▸ Do this
Render every line of the items below as a JSON list of strings, with one string per line and blank lines omitted. Exclude the pictures from the list.
++++++++++
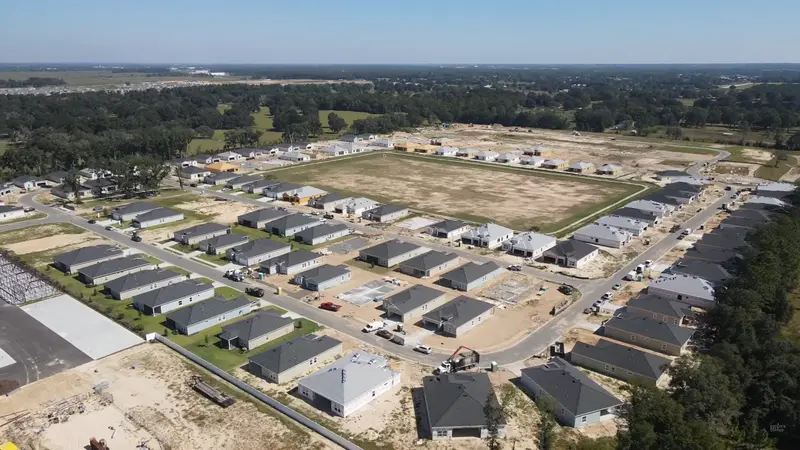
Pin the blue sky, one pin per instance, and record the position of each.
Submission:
(399, 31)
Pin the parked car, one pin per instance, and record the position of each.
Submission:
(254, 291)
(422, 349)
(330, 306)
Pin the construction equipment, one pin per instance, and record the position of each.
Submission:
(459, 360)
(210, 392)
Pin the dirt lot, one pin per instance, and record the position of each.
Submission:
(516, 199)
(146, 400)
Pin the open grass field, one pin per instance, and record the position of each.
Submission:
(517, 198)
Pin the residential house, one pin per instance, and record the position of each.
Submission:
(530, 244)
(448, 229)
(429, 264)
(577, 399)
(130, 211)
(254, 252)
(105, 271)
(172, 297)
(458, 316)
(488, 235)
(385, 213)
(292, 263)
(487, 156)
(570, 253)
(200, 316)
(198, 233)
(140, 282)
(649, 333)
(259, 218)
(603, 235)
(559, 164)
(657, 308)
(294, 357)
(11, 212)
(621, 362)
(323, 277)
(632, 226)
(350, 383)
(391, 253)
(471, 275)
(255, 330)
(322, 233)
(156, 217)
(455, 405)
(73, 261)
(292, 224)
(684, 288)
(329, 202)
(581, 167)
(409, 304)
(221, 244)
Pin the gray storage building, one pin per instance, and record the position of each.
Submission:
(459, 315)
(141, 282)
(293, 358)
(200, 316)
(255, 330)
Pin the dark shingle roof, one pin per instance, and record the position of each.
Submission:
(459, 311)
(172, 292)
(429, 260)
(255, 326)
(411, 299)
(457, 399)
(636, 361)
(113, 266)
(470, 272)
(293, 352)
(570, 388)
(208, 309)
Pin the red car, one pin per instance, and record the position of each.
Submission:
(330, 306)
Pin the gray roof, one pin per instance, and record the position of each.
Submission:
(291, 221)
(449, 225)
(570, 388)
(571, 249)
(115, 265)
(459, 311)
(457, 399)
(263, 215)
(172, 292)
(292, 258)
(140, 279)
(224, 241)
(385, 210)
(255, 326)
(651, 328)
(470, 272)
(390, 249)
(201, 230)
(633, 360)
(323, 273)
(411, 298)
(87, 254)
(259, 247)
(429, 260)
(208, 309)
(293, 352)
(660, 306)
(160, 213)
(349, 377)
(320, 230)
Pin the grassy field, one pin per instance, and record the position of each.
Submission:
(521, 199)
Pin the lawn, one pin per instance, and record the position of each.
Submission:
(519, 198)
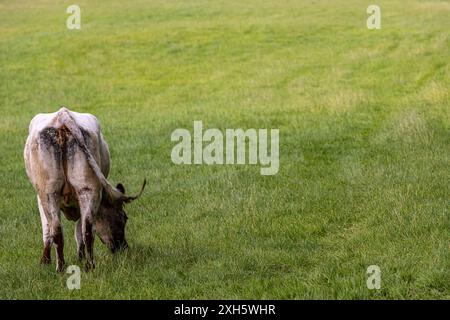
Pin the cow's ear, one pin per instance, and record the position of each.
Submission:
(121, 188)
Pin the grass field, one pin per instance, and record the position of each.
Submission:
(364, 145)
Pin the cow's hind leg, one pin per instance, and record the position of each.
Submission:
(50, 206)
(79, 240)
(46, 237)
(89, 203)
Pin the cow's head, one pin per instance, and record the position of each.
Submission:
(111, 219)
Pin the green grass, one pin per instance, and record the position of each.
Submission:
(364, 145)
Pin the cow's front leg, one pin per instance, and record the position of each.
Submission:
(79, 240)
(89, 203)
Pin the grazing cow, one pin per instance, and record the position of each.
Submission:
(67, 162)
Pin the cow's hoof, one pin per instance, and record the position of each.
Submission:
(60, 267)
(81, 256)
(90, 265)
(45, 260)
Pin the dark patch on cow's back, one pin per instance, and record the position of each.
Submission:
(50, 139)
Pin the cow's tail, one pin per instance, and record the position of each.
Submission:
(114, 194)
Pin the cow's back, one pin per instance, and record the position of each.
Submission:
(52, 154)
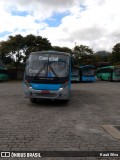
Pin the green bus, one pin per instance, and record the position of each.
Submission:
(109, 73)
(75, 74)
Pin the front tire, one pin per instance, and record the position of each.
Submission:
(33, 100)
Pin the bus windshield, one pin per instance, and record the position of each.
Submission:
(48, 65)
(88, 71)
(117, 71)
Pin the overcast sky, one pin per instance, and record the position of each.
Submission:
(95, 23)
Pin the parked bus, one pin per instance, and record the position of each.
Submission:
(3, 71)
(109, 73)
(87, 73)
(48, 75)
(75, 74)
(3, 74)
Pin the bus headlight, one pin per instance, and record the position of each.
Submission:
(64, 85)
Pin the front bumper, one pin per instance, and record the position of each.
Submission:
(62, 93)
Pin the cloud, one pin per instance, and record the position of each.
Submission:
(64, 23)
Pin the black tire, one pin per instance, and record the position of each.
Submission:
(33, 100)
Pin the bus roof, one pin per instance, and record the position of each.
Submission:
(106, 67)
(87, 66)
(50, 52)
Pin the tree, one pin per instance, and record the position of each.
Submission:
(19, 47)
(62, 49)
(82, 54)
(115, 56)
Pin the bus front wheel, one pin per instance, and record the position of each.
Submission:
(33, 100)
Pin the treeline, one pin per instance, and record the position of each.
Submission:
(16, 49)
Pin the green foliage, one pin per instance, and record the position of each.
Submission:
(62, 49)
(82, 54)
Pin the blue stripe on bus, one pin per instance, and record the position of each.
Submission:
(88, 78)
(53, 87)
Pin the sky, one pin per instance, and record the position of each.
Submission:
(65, 23)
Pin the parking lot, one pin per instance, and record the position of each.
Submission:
(58, 126)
++++++++++
▸ Reply
[
  "Pin the blue sky, one pin per instance, and record the position of each.",
  "Submission:",
  "(399, 31)",
  "Pin the parked car, one pin per instance, and record the position of each.",
  "Submission:",
  "(254, 291)",
  "(422, 349)",
  "(330, 306)",
  "Pin the construction equipment, one pin per instance, and record the position of each.",
  "Submission:",
  "(459, 360)",
  "(210, 392)",
  "Pin the dirt lot, one pin per instance, and record the position of each.",
  "Submission:",
  "(516, 199)",
  "(146, 400)",
  "Pin the open grass field, one pin per instance, and record the position of each.",
  "Submission:",
  "(517, 198)",
  "Pin the residential house, one pin per instance, and record the position of each.",
  "Submission:",
  "(530, 244)",
  "(448, 229)",
  "(429, 264)",
  "(577, 399)",
  "(130, 211)",
  "(254, 252)",
  "(105, 271)",
  "(172, 297)",
  "(458, 316)",
  "(488, 235)",
  "(385, 213)",
  "(292, 263)",
  "(487, 156)",
  "(570, 253)",
  "(200, 316)",
  "(198, 233)",
  "(140, 282)",
  "(649, 333)",
  "(259, 218)",
  "(603, 235)",
  "(559, 164)",
  "(657, 308)",
  "(294, 357)",
  "(11, 212)",
  "(621, 362)",
  "(323, 277)",
  "(632, 226)",
  "(350, 383)",
  "(391, 253)",
  "(471, 275)",
  "(255, 330)",
  "(322, 233)",
  "(156, 217)",
  "(455, 405)",
  "(73, 261)",
  "(292, 224)",
  "(684, 288)",
  "(329, 202)",
  "(581, 167)",
  "(409, 304)",
  "(221, 244)",
  "Pin the gray storage building, one pin per instance, and record the position of each.",
  "Submission:",
  "(459, 315)",
  "(141, 282)",
  "(293, 358)",
  "(200, 316)",
  "(255, 330)",
  "Pin the dark shingle roof, one pin per instance, and record the position of each.",
  "Submission:",
  "(459, 311)",
  "(172, 292)",
  "(429, 260)",
  "(255, 326)",
  "(411, 299)",
  "(457, 399)",
  "(636, 361)",
  "(113, 266)",
  "(470, 272)",
  "(293, 352)",
  "(570, 388)",
  "(208, 309)",
  "Pin the red car, one pin per instance, and record the position of each.",
  "Submission:",
  "(330, 306)",
  "Pin the gray roof, one pin per instance, and record the position of each.",
  "Submission:",
  "(291, 221)",
  "(449, 225)",
  "(570, 388)",
  "(571, 249)",
  "(115, 265)",
  "(459, 311)",
  "(457, 399)",
  "(263, 215)",
  "(172, 292)",
  "(292, 258)",
  "(140, 279)",
  "(224, 241)",
  "(385, 210)",
  "(255, 326)",
  "(651, 328)",
  "(470, 272)",
  "(390, 249)",
  "(201, 230)",
  "(633, 360)",
  "(323, 273)",
  "(411, 298)",
  "(87, 254)",
  "(259, 247)",
  "(429, 260)",
  "(208, 309)",
  "(293, 352)",
  "(660, 306)",
  "(160, 213)",
  "(349, 377)",
  "(320, 230)",
  "Pin the grassy field, one pin per instance, and record the position of each.",
  "Submission:",
  "(521, 199)",
  "Pin the lawn, one pin per instance, and record the position of each.",
  "Submission:",
  "(519, 198)",
  "Pin the cow's ear, one pin per instance, and record the position of each.",
  "Submission:",
  "(121, 188)",
  "Pin the grass field, one pin per instance, and record the position of each.",
  "Submission:",
  "(364, 145)",
  "Pin the cow's hind leg, one pin per instance, and record the position of each.",
  "Submission:",
  "(50, 206)",
  "(79, 240)",
  "(46, 237)",
  "(89, 203)",
  "Pin the cow's head, one pin per instance, and record the position of each.",
  "Submission:",
  "(111, 219)",
  "Pin the green grass, one pin per instance, and record the position of each.",
  "Submission:",
  "(364, 145)",
  "Pin the cow's front leg, one pin per instance, and record the position of each.",
  "Submission:",
  "(79, 240)",
  "(89, 203)",
  "Pin the grazing cow, one pin per instance, and record the position of each.",
  "Submission:",
  "(67, 162)",
  "Pin the cow's hoof, one pin per instance, and record the position of each.",
  "Submission:",
  "(60, 267)",
  "(81, 256)",
  "(90, 265)",
  "(45, 260)",
  "Pin the dark patch on cow's back, one pin per instance, and record the position of each.",
  "Submission:",
  "(50, 139)",
  "Pin the cow's tail, one pin per instance, and record the position of each.",
  "Submission:",
  "(114, 194)",
  "Pin the cow's back, one pin per instance, and record the position of each.",
  "Submission:",
  "(52, 154)",
  "Pin the green bus, one pin per instance, and record the position of each.",
  "Submission:",
  "(109, 73)",
  "(75, 74)",
  "Pin the front tire, one pin per instance, and record the position of each.",
  "Submission:",
  "(33, 100)",
  "Pin the bus windshield, one pin per instance, and record the position of each.",
  "Submission:",
  "(48, 65)",
  "(88, 71)",
  "(117, 71)",
  "Pin the overcast sky, one pin per instance, and record the position of each.",
  "Submission:",
  "(95, 23)",
  "Pin the parked bus, one pin per instance, and record the position of each.",
  "Submission:",
  "(3, 71)",
  "(109, 73)",
  "(87, 73)",
  "(48, 75)",
  "(75, 74)",
  "(3, 74)",
  "Pin the bus headlight, one pin per instance, and record the position of each.",
  "Submission:",
  "(64, 85)",
  "Pin the front bumper, one pin per instance, and record the position of each.",
  "Submission:",
  "(62, 93)",
  "Pin the cloud, one pin per instance, and record the position of each.",
  "Submission:",
  "(64, 23)",
  "Pin the black tire, one pin per instance, and record the position of each.",
  "Submission:",
  "(33, 100)",
  "Pin the bus roof, one pin per instance, and record the position of each.",
  "Submission:",
  "(106, 67)",
  "(87, 66)",
  "(50, 52)",
  "Pin the tree, one pin per instance, and record the position of each.",
  "Submission:",
  "(19, 47)",
  "(62, 49)",
  "(82, 54)",
  "(115, 56)",
  "Pin the bus front wheel, one pin per instance, and record the position of each.",
  "Submission:",
  "(33, 100)",
  "Pin the treeline, one pin per instance, and record the position of each.",
  "Submission:",
  "(16, 49)",
  "Pin the green foliage, one pin per instance, and record the position of each.",
  "Submission:",
  "(62, 49)",
  "(82, 54)",
  "Pin the blue stripe on bus, one pin per instance, and record the position of each.",
  "Submission:",
  "(88, 78)",
  "(53, 87)",
  "Pin the sky, one pin per instance, and record the position of each.",
  "Submission:",
  "(65, 23)",
  "Pin the parking lot, one pin per instance, and record the position of each.",
  "Submission:",
  "(58, 126)"
]